(REQUIREMENT)
Quote exactly the lines spanning from the top of the data below to the line that contains "For each instance of the utility", including both.
MATERIAL PROVIDED Start Marker
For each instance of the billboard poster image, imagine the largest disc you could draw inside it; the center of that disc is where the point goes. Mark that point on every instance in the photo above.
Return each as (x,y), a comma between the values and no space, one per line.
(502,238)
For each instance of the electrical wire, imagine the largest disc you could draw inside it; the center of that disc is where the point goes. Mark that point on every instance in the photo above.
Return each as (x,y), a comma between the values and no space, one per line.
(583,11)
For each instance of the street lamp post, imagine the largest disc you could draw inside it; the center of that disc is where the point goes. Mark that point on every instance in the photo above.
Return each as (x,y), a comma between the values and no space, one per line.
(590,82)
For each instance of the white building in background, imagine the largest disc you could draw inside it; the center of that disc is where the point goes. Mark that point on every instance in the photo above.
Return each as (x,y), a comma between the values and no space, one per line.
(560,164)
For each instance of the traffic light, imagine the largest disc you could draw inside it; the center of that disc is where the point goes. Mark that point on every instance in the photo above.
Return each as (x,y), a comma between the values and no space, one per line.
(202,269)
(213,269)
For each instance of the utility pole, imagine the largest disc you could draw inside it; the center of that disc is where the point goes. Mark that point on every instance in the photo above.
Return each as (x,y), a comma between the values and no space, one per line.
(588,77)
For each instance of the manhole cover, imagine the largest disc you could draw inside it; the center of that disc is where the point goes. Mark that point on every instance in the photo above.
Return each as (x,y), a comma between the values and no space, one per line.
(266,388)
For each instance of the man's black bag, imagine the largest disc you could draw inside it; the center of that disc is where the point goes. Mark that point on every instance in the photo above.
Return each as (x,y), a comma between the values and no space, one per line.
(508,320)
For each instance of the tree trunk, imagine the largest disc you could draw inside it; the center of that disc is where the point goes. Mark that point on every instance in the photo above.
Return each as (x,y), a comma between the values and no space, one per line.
MATERIAL PROVIDED End Marker
(WRITTEN SOLUTION)
For each instance of the billboard poster image, imagine the largest disc you could draw inside it; the center of that disc is where the point goes. Mark that point on every instance in the photo above.
Return each as (x,y), a comma between the values and no space, one per line.
(502,238)
For each instance of the electrical wire, imagine the largest disc you could draw inside it; the center of that disc is where the point goes. Mark that point on every instance in the photo above.
Return each as (x,y), a comma between the values and no space, one per line.
(583,11)
For each instance of the street lamp post, imagine the largest disc you could draw inside it; the center of that disc is where the point goes. Mark that point on every instance in the photo above.
Return each as (x,y), a comma between the values and no space, one per line.
(590,82)
For each instance of the white building in background, imagine the largest disc you could draw inside it; the center of that disc is where the point goes. Mark that point on every instance in the photo above.
Return each as (x,y), a comma between the values and no space, one per line.
(560,164)
For each instance of the traffic light, imagine the largest disc you could draw inside it; the center of that disc is where the point goes. Mark that point on every instance in the photo above.
Return each as (x,y), a comma between the values and no space, one per line.
(202,269)
(213,269)
For each instance of the utility pole, imagine the largest disc you could draw inside it; the center of that disc is where the point goes. Mark that point on every instance in the photo above.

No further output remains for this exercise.